### What the task asks
Every line from the one with "Please place a point on the purple" to the end of the data needs to be copied exactly, and no line before it.
--- BEGIN ---
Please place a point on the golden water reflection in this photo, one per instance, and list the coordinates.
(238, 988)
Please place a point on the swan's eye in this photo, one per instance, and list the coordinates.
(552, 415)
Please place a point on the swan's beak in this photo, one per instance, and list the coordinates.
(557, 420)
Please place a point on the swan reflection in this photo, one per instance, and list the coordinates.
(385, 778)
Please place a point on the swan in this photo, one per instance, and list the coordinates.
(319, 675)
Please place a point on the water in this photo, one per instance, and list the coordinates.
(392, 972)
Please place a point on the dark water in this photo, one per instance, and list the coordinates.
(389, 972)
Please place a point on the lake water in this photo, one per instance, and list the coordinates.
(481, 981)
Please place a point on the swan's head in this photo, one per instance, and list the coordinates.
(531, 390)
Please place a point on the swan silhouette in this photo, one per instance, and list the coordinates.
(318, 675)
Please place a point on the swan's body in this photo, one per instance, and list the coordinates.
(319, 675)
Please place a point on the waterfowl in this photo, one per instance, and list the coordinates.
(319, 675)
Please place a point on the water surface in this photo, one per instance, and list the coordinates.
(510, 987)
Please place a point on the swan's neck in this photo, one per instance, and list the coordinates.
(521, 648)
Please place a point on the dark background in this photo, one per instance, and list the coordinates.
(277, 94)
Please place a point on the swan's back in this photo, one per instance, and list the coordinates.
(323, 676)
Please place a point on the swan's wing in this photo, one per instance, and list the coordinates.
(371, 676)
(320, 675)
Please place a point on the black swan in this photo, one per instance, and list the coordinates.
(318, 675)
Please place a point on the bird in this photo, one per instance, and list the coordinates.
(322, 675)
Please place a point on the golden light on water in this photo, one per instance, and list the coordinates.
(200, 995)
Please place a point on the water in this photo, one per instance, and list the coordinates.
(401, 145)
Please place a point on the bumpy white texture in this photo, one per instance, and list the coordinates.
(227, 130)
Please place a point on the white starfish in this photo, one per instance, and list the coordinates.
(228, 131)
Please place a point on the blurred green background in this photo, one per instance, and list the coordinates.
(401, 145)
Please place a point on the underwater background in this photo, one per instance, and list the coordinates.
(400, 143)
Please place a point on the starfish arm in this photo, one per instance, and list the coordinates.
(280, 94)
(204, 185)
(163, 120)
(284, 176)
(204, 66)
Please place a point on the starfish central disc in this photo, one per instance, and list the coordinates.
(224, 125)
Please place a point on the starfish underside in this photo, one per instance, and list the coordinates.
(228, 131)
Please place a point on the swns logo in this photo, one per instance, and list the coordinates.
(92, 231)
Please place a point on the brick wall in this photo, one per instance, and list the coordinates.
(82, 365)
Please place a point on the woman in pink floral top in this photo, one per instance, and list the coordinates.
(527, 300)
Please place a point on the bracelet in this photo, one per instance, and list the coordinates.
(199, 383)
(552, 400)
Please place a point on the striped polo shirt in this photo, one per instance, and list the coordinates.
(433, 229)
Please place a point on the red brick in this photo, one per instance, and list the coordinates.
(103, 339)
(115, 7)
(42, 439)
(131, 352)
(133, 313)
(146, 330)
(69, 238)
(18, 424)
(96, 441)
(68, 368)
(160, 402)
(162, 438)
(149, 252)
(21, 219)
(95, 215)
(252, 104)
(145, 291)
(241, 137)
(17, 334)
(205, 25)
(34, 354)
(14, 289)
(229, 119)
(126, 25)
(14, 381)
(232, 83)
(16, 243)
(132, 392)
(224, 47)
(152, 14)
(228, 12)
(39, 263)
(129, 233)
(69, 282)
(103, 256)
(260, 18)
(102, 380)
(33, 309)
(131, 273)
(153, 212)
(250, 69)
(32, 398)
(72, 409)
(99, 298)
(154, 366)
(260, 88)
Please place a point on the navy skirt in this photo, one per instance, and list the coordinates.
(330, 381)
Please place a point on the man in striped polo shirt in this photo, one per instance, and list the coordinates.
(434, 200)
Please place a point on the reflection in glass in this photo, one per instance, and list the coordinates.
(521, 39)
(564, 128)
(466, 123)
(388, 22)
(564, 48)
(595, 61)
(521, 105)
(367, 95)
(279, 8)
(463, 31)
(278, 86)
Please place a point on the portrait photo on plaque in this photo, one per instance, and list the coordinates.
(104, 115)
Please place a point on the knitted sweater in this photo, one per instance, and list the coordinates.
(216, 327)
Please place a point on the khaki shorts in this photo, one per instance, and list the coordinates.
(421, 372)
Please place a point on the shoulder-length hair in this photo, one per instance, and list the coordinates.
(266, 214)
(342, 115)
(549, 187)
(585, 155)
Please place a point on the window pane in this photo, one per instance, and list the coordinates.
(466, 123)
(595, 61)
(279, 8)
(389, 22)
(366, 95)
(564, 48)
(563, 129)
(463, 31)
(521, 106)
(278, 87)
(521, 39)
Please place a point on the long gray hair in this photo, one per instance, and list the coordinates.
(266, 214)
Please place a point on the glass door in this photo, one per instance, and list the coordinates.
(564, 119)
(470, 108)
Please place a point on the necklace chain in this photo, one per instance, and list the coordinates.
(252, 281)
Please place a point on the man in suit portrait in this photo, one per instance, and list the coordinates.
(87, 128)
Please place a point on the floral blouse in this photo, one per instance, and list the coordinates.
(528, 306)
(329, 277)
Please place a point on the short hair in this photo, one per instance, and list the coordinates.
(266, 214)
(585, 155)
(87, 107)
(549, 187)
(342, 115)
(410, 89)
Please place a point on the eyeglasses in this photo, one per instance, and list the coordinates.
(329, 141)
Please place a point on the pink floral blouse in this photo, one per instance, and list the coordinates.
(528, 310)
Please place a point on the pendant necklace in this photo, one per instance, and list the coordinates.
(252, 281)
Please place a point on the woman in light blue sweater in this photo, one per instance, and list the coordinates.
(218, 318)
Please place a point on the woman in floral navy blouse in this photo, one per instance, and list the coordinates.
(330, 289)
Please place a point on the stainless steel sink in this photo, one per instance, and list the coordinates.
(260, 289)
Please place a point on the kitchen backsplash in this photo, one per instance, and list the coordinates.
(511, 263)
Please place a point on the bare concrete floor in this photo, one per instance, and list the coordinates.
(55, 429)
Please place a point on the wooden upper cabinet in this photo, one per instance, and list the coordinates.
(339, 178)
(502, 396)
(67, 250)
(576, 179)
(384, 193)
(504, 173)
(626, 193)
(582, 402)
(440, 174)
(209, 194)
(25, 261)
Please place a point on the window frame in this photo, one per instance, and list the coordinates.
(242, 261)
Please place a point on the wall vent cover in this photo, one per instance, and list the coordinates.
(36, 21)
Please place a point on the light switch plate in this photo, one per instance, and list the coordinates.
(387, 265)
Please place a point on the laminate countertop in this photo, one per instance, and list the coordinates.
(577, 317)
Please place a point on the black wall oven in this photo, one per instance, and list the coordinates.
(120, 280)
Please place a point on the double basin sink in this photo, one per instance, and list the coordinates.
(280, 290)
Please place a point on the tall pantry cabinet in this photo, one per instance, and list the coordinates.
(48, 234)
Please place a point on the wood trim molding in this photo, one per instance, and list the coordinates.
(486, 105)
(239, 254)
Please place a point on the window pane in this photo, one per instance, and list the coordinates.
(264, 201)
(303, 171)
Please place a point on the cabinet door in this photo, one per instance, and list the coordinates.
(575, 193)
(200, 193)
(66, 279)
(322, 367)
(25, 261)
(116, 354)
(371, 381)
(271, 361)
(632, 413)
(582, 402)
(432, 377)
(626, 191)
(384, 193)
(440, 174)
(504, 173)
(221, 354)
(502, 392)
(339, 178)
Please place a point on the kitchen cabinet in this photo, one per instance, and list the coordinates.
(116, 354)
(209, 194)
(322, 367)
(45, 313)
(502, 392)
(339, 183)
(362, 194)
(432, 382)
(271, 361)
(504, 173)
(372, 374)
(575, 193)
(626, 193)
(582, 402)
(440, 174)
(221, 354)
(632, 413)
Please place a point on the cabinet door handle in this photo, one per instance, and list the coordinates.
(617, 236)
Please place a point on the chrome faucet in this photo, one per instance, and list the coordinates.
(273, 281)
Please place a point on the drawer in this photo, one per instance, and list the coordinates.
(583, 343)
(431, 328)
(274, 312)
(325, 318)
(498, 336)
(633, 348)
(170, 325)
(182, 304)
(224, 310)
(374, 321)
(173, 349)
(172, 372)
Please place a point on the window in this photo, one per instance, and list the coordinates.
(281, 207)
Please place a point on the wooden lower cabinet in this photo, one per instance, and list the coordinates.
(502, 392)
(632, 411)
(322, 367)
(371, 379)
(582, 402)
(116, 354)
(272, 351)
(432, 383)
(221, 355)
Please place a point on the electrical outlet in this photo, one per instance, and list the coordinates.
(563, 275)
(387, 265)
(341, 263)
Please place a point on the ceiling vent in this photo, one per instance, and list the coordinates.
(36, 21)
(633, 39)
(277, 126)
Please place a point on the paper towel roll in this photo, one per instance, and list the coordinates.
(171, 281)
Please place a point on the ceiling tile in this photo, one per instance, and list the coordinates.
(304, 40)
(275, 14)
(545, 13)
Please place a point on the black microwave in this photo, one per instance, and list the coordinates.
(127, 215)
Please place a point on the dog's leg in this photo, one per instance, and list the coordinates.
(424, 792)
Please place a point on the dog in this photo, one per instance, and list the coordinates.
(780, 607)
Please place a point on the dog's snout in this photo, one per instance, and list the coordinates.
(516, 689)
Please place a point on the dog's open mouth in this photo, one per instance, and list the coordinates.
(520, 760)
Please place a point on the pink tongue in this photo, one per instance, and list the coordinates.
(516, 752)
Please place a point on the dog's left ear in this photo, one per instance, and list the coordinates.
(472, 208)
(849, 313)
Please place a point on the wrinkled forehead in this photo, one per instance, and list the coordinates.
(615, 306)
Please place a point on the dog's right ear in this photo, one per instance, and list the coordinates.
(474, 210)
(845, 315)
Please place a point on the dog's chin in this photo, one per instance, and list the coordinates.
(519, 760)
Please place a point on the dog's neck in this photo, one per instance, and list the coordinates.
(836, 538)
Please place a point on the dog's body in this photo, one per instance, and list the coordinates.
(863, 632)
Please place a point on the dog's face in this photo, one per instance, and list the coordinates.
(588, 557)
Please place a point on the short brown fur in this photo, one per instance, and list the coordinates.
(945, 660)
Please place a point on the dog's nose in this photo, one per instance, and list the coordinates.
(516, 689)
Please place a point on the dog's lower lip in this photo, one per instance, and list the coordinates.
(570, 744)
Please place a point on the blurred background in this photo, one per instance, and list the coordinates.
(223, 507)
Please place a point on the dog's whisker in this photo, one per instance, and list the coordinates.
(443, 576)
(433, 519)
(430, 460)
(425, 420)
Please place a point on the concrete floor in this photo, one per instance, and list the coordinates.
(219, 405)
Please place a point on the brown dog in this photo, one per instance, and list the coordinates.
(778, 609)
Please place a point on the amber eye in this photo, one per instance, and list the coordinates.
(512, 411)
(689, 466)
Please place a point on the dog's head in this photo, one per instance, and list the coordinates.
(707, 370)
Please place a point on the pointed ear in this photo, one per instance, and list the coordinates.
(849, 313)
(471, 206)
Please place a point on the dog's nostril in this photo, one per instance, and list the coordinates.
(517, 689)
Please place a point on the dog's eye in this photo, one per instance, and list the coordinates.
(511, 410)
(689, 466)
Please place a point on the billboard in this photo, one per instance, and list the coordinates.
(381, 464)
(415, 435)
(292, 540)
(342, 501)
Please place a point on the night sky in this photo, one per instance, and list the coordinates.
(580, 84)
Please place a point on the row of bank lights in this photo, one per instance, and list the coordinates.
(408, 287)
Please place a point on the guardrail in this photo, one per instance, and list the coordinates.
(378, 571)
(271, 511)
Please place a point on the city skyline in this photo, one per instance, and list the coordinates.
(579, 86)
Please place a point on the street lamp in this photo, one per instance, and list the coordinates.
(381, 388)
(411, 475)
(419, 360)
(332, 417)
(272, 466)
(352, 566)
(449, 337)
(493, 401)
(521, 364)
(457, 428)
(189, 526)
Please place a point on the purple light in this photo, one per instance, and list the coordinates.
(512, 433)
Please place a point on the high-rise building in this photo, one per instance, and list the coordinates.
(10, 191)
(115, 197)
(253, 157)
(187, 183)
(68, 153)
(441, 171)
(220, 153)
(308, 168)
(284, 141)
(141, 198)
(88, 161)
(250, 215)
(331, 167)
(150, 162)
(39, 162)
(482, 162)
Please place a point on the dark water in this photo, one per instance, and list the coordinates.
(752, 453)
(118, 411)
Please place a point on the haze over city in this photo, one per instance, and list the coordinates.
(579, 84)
--- END ---
### Solution to this task
Please place a point on the purple light in this photo, one per instance, and list the coordinates.
(512, 433)
Please place a point on the high-rise building in this photo, one per instance, and list the coordinates.
(10, 191)
(115, 197)
(253, 157)
(187, 183)
(68, 153)
(441, 171)
(220, 153)
(308, 168)
(284, 141)
(141, 198)
(88, 161)
(250, 215)
(331, 167)
(150, 162)
(39, 162)
(482, 162)
Please place a point on the dark water in this photo, one per instance, and list the coordinates.
(752, 453)
(118, 411)
Please place a point on the haze over city in this photo, one per instance, and list the coordinates.
(579, 84)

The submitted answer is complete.